_Work required_
Please return every record below exactly as it stands.

_Input data_
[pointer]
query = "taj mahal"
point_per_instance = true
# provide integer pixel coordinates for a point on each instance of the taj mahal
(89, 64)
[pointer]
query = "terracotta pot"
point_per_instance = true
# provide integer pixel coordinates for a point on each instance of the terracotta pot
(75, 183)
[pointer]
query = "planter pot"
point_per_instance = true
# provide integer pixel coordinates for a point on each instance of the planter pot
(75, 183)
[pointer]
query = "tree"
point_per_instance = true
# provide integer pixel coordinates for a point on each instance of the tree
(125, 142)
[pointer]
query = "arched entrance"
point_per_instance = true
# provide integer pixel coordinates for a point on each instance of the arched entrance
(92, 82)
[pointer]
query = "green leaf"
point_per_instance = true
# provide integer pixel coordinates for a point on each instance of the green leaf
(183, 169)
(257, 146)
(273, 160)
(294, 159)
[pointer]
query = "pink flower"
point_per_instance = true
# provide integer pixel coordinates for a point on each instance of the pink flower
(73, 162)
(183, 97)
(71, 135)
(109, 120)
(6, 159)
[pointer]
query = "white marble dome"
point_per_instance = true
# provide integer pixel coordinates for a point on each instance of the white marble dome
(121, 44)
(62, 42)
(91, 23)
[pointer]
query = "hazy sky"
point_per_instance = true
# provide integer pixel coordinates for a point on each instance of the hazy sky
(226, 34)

_Written response_
[pointer]
query = "taj mahal"
point_per_instance = true
# provide integer pixel coordinates for a point on each instance of the taj mahal
(89, 64)
[pointer]
query = "terracotta pot"
point_per_instance = true
# provide integer pixel coordinates for a point on each instance of the terracotta pot
(75, 183)
[pointer]
query = "planter pot"
point_per_instance = true
# provide integer pixel coordinates for a point on each instance of the planter pot
(75, 183)
[pointer]
query = "tree"
point_per_instance = true
# provide integer pixel coordinates for a point on each instance of the tree
(125, 142)
[pointer]
query = "arched entrance"
point_per_instance = true
# provide integer pixel coordinates for a point on each instance of the arched entrance
(92, 82)
[pointer]
query = "green leaf"
point_per_instance = true
# provide integer pixel coordinates for a point on each instance of the green leaf
(183, 169)
(257, 146)
(273, 160)
(294, 159)
[pointer]
query = "pink flower"
point_per_instance = true
# provide integer pixel coordinates for a point on each instance of the pink flower
(73, 162)
(183, 97)
(71, 135)
(109, 120)
(6, 159)
[pointer]
query = "white marble dome"
point_per_instance = true
# provide integer pixel coordinates for a point on each instance of the white marble dome
(121, 44)
(62, 42)
(91, 23)
[pointer]
query = "hazy sky"
point_per_instance = true
# provide integer pixel coordinates for a point on each instance of the hazy sky
(226, 34)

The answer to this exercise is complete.